Turn repositories into Jupyter-enabled Docker images
https://repo2docker.readthedocs.io
BSD 3-Clause "New" or "Revised" License
1.62k stars 360 forks source link

Investigate methods of making R builds faster #412

Closed choldgraf closed 4 years ago

choldgraf commented 6 years ago

I recently spoke with @karthik who mentioned that our R builds (with install_packages) seems to be going really slowly. There could be a couple problems which I'll list here:

It's possible to install some R packages in Ubuntu much faster by installing binaries. We could recommend this in the documentation for specifying R packages and such...

relevant blog post: http://dirk.eddelbuettel.com/blog/2017/12/13/

old points:

1. mybinder.org may not have enough RAM which is causing the build to be really slow for certain packages (like the tidyverse). Apparently many R packages have intermediate steps during install that use multiple gigs of RAM. 2. We aren't using some binary packages even though they are available. repo2docker seems to be building everything from source, even though for some packages there are binaries out there. We could investigate to see if this is an option!

******************************

Objectives:
A. Edit the part of the R builds issue that opens with the words containing "Closed choldgraf closed" and closes with "packages and such...", swapping "documentation" for "README".
B. Continue the issue about speeding up R builds from the point at which it stops.

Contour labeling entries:
******************************

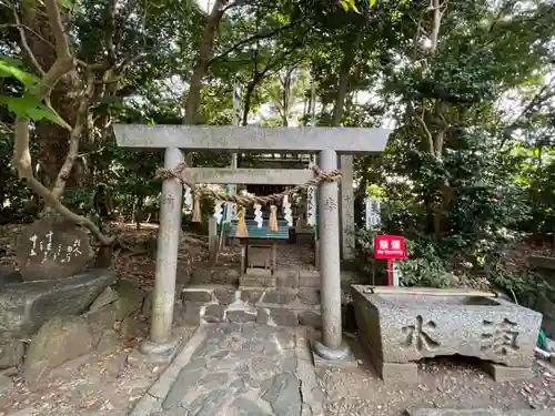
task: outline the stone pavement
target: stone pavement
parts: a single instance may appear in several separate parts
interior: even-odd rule
[[[322,416],[304,331],[201,325],[131,416]]]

******************************

Answer list:
A.
Closed choldgraf closed 4 years ago

choldgraf commented 6 years ago

I recently spoke with @karthik who mentioned that our R builds (with install_packages) seems to be going really slowly. There could be a couple problems which I'll list here:

It's possible to install some R packages in Ubuntu much faster by installing binaries. We could recommend this in the README for specifying R packages and such...

B.
betatim commented 6 years ago

From talking to R users it seems that binary packages for linux aren't a thing with CRAN?!? Pointers and contributions would be welcome as it is pretty frustrating to see all these packages being built from source over and over again.

https://www.rdocumentation.org/packages/utils/versions/3.5.1/topics/install.packages mentions binary packages (search for/scroll down to the "binary packages" heading) but also says they don't exist for linux. This seems to be the reason repo2docker compiles stuff from scratch. Not sure how we fix that or why there isn't an equivalent to the manylinux wheels for Python packages. Overall I think more R expertise would be welcome ;)

karthik commented 6 years ago

Here is a relevant post: http://dirk.eddelbuettel.com/blog/2017/12/13/

betatim commented 6 years ago

Thanks. We will need to update our instructions to R users to install APT packages instead of R packages. And potentially check where the packages get installed to and if that will require any more gymnastics with the environment variables for the search paths of R packages.

choldgraf commented 6 years ago

@betatim +1 to that - I think we should add an example (maybe r-fast?) and also update the documentation here: https://repo2docker.readthedocs.io/en/latest/howto/languages.html

betatim commented 6 years ago

https://github.com/betatim/dockerfile-r/tree/use-apt-instead (diff) seems to work but shiny is now broken. I assume there are some dependencies needed that are part of the tidyverse or something?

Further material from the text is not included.